[INFORMATION PROVIDED — start]

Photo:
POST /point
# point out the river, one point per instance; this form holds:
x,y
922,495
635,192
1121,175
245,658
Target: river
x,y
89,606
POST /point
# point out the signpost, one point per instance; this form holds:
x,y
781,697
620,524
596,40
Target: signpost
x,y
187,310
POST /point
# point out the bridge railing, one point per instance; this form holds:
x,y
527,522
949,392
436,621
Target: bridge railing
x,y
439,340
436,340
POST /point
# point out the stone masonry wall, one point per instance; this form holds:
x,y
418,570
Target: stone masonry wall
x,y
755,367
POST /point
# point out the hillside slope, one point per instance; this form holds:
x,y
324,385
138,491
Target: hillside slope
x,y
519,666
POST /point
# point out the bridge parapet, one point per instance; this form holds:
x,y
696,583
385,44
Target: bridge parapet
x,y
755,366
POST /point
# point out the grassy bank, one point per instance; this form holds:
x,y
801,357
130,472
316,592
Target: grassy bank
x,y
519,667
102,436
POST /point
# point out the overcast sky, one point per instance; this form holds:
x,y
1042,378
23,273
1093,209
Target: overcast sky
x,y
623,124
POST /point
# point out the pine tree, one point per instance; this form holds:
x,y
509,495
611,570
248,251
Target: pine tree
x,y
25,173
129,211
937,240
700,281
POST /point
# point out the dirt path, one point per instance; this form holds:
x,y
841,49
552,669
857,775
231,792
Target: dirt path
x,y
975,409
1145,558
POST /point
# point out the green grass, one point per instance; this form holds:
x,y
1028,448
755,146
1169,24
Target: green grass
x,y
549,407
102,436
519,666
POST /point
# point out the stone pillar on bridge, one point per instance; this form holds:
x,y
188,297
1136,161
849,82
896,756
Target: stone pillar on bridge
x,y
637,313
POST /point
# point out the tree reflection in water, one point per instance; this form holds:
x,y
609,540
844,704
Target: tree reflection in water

[INFORMATION PROVIDED — finish]

■ **WHAT IS REQUIRED**
All of the records go in your answer, copied exactly.

■ **EXPECTED ANSWER**
Photo:
POST /point
# point out the river, one point per instance; this form holds:
x,y
922,495
635,192
1121,175
245,658
Target: river
x,y
89,606
POST /point
# point out the signpost, one point per instance; this form holds:
x,y
781,697
620,524
596,40
Target: signpost
x,y
187,310
POST /point
# point out the bridge railing, one point per instance; this form holds:
x,y
527,522
949,392
436,621
Target: bridge railing
x,y
439,340
436,340
POST /point
# point out the stone masonry wall, one point per instance; this form holds:
x,y
418,570
Target: stone masonry wall
x,y
755,367
POST /point
# point out the hillside slope, one point per instance; this form holds:
x,y
324,385
138,491
Target: hillside slope
x,y
519,666
POST /point
# point out the bridge parapet, one point per instance; this form holds:
x,y
696,583
385,44
Target: bridge parapet
x,y
755,366
POST /point
# point out the grassy bank, one point per instance; this form holds:
x,y
801,357
130,472
316,592
Target: grassy bank
x,y
519,667
102,436
POST /point
# point out the overcast sky, one point per instance; this form holds:
x,y
1042,378
23,273
1093,209
Target: overcast sky
x,y
623,124
POST /point
# point out the pine tree, one point per instance; this form holds:
x,y
509,495
611,570
248,251
Target: pine tree
x,y
25,173
129,211
937,240
700,281
POST /point
# point out the dirt path, one point per instance; this form holds:
x,y
841,49
552,669
857,775
231,792
Target: dirt path
x,y
975,409
1145,558
POST /point
# point out the green grass, one point per instance; this form holds:
x,y
1028,448
755,146
1169,24
Target: green grass
x,y
549,407
102,436
519,666
POST /point
# point out the stone pillar on bridge, one point per instance; this form holds:
x,y
188,297
1136,161
849,82
896,756
Target: stone pillar on bridge
x,y
637,313
POST /point
# point out the tree reflection in water, one point per instance; this form holds:
x,y
609,540
844,704
Target: tree reflection in water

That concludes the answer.